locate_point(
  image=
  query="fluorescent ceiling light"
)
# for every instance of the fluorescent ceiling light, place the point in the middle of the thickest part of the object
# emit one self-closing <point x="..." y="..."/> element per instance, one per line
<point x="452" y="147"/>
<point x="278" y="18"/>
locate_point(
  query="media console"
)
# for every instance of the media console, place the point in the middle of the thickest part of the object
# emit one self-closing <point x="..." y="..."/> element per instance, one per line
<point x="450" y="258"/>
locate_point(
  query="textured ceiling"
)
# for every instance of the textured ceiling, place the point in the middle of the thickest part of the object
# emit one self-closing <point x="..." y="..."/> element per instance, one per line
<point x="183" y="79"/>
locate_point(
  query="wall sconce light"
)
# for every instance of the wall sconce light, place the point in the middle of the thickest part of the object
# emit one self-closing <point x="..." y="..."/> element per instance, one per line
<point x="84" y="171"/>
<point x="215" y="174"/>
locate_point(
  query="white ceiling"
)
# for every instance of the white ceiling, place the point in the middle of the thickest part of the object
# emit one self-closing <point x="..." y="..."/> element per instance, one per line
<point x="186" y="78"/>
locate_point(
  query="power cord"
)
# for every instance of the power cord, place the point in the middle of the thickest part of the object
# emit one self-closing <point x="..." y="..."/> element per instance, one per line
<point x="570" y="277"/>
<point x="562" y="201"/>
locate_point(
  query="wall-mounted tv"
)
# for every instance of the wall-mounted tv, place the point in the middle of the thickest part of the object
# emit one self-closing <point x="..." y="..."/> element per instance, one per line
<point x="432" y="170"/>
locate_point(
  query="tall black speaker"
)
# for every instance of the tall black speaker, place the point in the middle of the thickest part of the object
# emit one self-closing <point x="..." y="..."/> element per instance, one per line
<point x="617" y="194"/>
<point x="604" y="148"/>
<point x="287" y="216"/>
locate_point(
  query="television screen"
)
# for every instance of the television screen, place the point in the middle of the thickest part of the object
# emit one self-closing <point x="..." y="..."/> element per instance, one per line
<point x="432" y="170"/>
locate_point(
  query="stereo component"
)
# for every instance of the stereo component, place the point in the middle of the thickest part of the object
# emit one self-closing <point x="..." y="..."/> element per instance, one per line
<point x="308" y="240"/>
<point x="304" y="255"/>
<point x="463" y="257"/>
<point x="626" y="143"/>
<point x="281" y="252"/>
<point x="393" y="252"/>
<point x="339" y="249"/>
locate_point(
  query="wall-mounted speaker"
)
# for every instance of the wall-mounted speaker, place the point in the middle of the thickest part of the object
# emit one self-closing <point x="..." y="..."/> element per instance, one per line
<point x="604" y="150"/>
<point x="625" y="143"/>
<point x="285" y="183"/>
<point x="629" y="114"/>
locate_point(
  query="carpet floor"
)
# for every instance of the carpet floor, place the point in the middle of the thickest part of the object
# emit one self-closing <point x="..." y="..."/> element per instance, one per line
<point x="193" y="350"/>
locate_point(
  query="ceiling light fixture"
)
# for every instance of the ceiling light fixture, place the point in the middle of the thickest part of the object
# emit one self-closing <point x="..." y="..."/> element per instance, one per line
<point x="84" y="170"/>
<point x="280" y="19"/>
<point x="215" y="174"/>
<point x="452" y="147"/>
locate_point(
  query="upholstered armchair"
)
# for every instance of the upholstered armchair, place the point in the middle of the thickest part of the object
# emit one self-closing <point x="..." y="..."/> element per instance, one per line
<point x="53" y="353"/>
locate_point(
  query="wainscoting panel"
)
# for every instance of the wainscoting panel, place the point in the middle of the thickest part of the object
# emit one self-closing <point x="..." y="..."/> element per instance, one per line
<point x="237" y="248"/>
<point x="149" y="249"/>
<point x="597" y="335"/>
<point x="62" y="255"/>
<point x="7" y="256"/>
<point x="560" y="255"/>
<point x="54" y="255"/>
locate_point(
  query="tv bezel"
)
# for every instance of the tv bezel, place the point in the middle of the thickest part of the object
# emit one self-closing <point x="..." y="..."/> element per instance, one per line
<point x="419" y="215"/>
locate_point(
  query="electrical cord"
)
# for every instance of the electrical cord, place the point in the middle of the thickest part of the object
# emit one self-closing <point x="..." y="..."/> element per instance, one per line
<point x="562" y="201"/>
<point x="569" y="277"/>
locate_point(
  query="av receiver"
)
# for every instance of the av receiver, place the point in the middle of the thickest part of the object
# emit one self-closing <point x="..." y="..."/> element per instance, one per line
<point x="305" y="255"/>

→ Short task: How many lines in the items above contain the string "light"? Reply with the number alone.

→ Exercise answer: 6